* **JOB**
Copy the lines below word for word, leaving nothing out and changing nothing.

* **DATA ROWS**
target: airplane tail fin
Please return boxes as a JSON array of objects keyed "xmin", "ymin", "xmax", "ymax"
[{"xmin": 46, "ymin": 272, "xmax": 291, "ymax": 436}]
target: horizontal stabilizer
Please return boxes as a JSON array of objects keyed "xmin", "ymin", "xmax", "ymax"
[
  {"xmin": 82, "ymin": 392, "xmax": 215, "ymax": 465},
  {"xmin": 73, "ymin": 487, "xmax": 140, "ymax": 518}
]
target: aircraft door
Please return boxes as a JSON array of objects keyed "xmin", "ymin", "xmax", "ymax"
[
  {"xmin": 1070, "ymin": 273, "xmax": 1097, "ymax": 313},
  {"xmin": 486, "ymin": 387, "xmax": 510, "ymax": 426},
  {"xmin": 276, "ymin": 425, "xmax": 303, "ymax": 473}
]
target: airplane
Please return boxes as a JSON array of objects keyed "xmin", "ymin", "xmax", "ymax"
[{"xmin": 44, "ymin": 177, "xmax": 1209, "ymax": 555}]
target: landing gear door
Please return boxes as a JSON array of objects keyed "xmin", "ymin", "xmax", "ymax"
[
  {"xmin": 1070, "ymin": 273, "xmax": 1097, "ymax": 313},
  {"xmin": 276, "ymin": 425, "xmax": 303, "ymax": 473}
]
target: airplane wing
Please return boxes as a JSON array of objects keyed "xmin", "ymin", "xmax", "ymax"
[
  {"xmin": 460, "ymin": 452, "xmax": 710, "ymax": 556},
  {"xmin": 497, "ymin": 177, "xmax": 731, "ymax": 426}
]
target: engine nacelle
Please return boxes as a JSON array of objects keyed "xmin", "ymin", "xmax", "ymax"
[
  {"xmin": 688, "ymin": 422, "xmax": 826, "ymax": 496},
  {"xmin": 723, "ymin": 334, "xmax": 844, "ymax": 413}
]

* **FULL OUTPUT**
target: airplane tail fin
Please return boxes as a JSON array of objects keyed "xmin", "ymin", "xmax", "ymax"
[{"xmin": 46, "ymin": 272, "xmax": 291, "ymax": 436}]
target: horizontal stabilizer
Please return boxes as a JSON array of objects keyed "xmin", "ymin", "xmax", "ymax"
[
  {"xmin": 82, "ymin": 392, "xmax": 215, "ymax": 465},
  {"xmin": 73, "ymin": 487, "xmax": 140, "ymax": 518}
]
target: aircraft door
Please return boxes as a JSON array of objects keyed "xmin", "ymin", "xmax", "ymax"
[
  {"xmin": 1070, "ymin": 273, "xmax": 1097, "ymax": 313},
  {"xmin": 486, "ymin": 387, "xmax": 510, "ymax": 426},
  {"xmin": 276, "ymin": 425, "xmax": 303, "ymax": 473}
]
target: airplane
Please return boxes as a JSON array of objects keyed "xmin", "ymin", "xmax", "ymax"
[{"xmin": 44, "ymin": 177, "xmax": 1209, "ymax": 555}]
target: landing gear door
Please return boxes as a JSON array of objects keyed "xmin", "ymin", "xmax", "ymax"
[
  {"xmin": 1070, "ymin": 273, "xmax": 1097, "ymax": 313},
  {"xmin": 276, "ymin": 425, "xmax": 303, "ymax": 473}
]
target: airplane wing
Please return boxes as a JSON array of objects keyed "xmin", "ymin", "xmax", "ymax"
[
  {"xmin": 460, "ymin": 452, "xmax": 710, "ymax": 556},
  {"xmin": 497, "ymin": 177, "xmax": 731, "ymax": 426}
]
target: engine nacelle
Please return boxes as a JSON array of objects keyed "xmin", "ymin", "xmax", "ymax"
[
  {"xmin": 688, "ymin": 422, "xmax": 826, "ymax": 496},
  {"xmin": 723, "ymin": 334, "xmax": 844, "ymax": 413}
]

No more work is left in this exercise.